What this exercise asks →
(a) From the passage on alginate-metabolizing E. coli, extract everything from "The result: After" down to "what's the significance?".
(b) Answer these questions using the passage on alginate-metabolizing E. coli:
(i) What kind of library did Bio Architecture Labs create?
(ii) How did the group prove that the three identified genes were necessary and functional?
(iii) What final ethanol titer did the E. coli reach from Saccharina japonica?
━━ Given passage
The group first showed that E. coli
transformed with plasmid containing an engineered alginate lyase was
able to secrete and degrade alginate effectively. Next, the group
successfully identified and incorporated a functional heterologous
alginate transport and metabolic system into E. coli. The paper
describes this step as the most challenging step because the only
alginol transport system known until then consisted out of a
complicated outer-membrane protein complex and inner-membrane ABC
transporter system which was never successfully shown to be
incorporated into E. coli. Instead, the group ended up trying to find
a way around the challenge of incorporating that system by relying on
homology searches of simpler transporter and symporter systems that
have previously been successfully incorporated into E. coli. The
group found a hypothetical match in a 30 kb fragment in the genome of
Vibro spledidus. Bio Architecture Labs then created a fosmid
(similar to cosmids but more stable) library and screened for
fragments that would allow E. coli cells to grow on medium
containing alginate oligomers. The research group identified three
genes this way that were previously also found using the homology
search strategy. To prove the necessity and functionality of these
genes in alginate import and metabolism, each gene was individually
knocked out and tested. Lastly, the group looked for further genes
that could help in the import and metabolism of alginate by looking
for other genes surrounding the initial 30 kb fragment and identified
a couple of more candidates which the group further characterized.
The result: After several rounds of
optimization on synthetic medium, E. coli containing the full
alginate metabolism pathway were able to produce ethanol directly
from Saccharina japonica at a final titer of ~ 4.7% which represents
an approximate yield of 80% of maximum theoretical yield. This
represents terrific efficiencies in the pathway.
So what's the significance?
━━━━
━━ Extracted records
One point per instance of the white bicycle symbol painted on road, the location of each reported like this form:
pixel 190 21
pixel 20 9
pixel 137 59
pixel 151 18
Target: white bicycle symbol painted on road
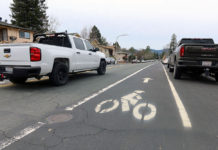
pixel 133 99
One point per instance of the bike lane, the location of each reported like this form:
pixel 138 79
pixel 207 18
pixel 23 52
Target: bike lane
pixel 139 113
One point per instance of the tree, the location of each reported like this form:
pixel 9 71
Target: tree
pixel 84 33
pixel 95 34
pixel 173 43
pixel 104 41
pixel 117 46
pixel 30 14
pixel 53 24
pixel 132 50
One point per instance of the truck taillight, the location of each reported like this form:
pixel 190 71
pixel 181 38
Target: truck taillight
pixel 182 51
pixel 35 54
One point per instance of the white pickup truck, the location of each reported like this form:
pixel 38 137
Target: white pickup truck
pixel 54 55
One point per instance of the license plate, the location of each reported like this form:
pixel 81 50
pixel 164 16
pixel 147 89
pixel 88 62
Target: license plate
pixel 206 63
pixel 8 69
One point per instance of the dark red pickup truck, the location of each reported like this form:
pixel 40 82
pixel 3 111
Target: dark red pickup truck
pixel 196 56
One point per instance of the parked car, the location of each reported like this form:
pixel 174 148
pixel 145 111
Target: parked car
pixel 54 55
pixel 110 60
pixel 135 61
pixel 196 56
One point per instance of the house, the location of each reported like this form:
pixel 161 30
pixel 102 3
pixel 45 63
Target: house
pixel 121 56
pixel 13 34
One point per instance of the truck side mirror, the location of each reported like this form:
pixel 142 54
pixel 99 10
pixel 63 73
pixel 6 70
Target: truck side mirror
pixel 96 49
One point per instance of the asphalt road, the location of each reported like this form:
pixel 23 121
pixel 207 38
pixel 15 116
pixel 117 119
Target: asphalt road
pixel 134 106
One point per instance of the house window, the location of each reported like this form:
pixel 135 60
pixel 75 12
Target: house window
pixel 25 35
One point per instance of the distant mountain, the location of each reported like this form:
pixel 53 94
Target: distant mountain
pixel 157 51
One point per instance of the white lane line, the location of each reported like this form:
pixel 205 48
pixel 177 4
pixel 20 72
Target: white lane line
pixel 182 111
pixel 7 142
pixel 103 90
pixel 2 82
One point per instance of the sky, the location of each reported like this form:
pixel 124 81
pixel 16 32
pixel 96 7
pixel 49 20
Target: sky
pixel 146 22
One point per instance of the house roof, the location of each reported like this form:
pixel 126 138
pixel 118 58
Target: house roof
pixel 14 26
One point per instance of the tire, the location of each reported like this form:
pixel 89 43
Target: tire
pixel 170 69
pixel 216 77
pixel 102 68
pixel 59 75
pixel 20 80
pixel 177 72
━━━━
━━ Extracted records
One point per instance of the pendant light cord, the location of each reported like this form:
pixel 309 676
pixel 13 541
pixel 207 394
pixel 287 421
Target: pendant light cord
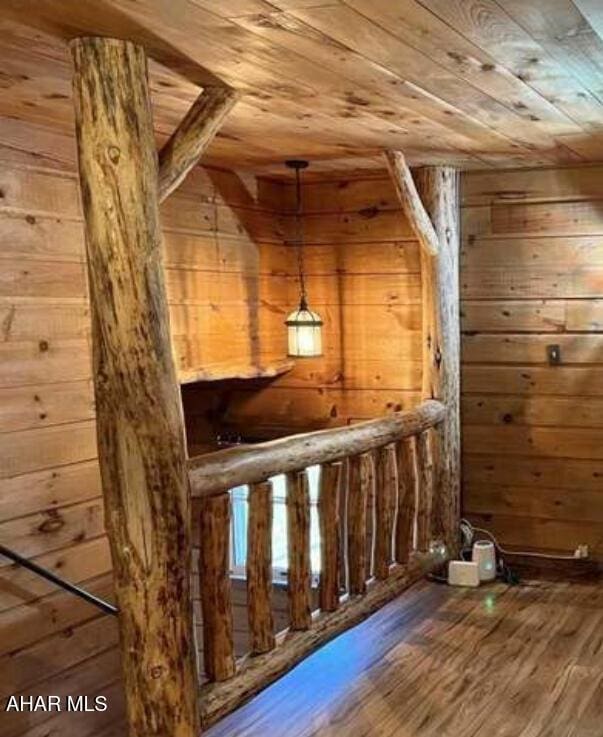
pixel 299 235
━━━━
━━ Extracted records
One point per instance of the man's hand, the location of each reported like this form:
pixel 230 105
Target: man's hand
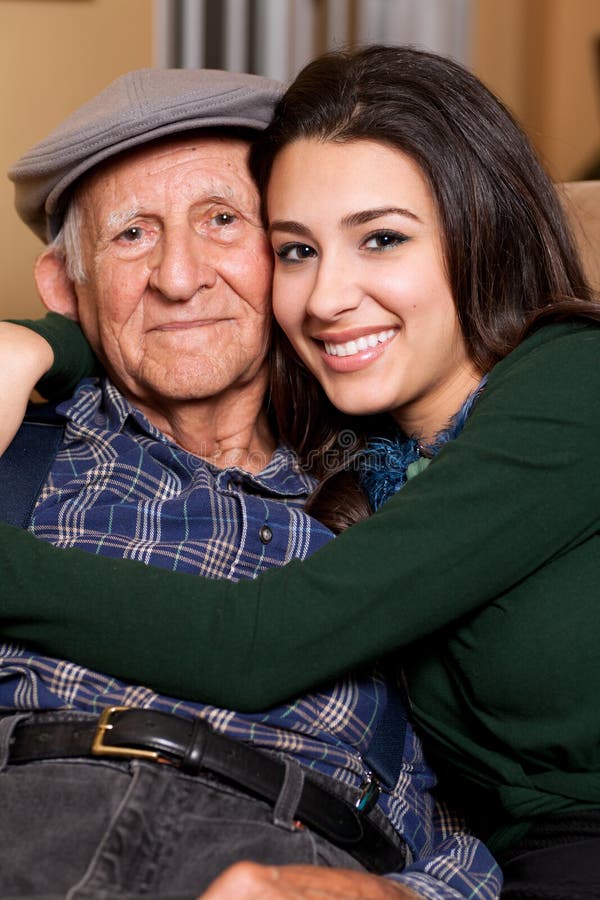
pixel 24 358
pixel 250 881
━━━━
Solution list →
(a)
The result: After several rounds of
optimization on synthetic medium, E. coli containing the full
alginate metabolism pathway were able to produce ethanol directly
from Saccharina japonica at a final titer of ~ 4.7% which represents
an approximate yield of 80% of maximum theoretical yield. This
represents terrific efficiencies in the pathway.
So what's the significance?

(b)
(i) A fosmid library.
(ii) Each gene was individually knocked out and tested.
(iii) About 4.7%.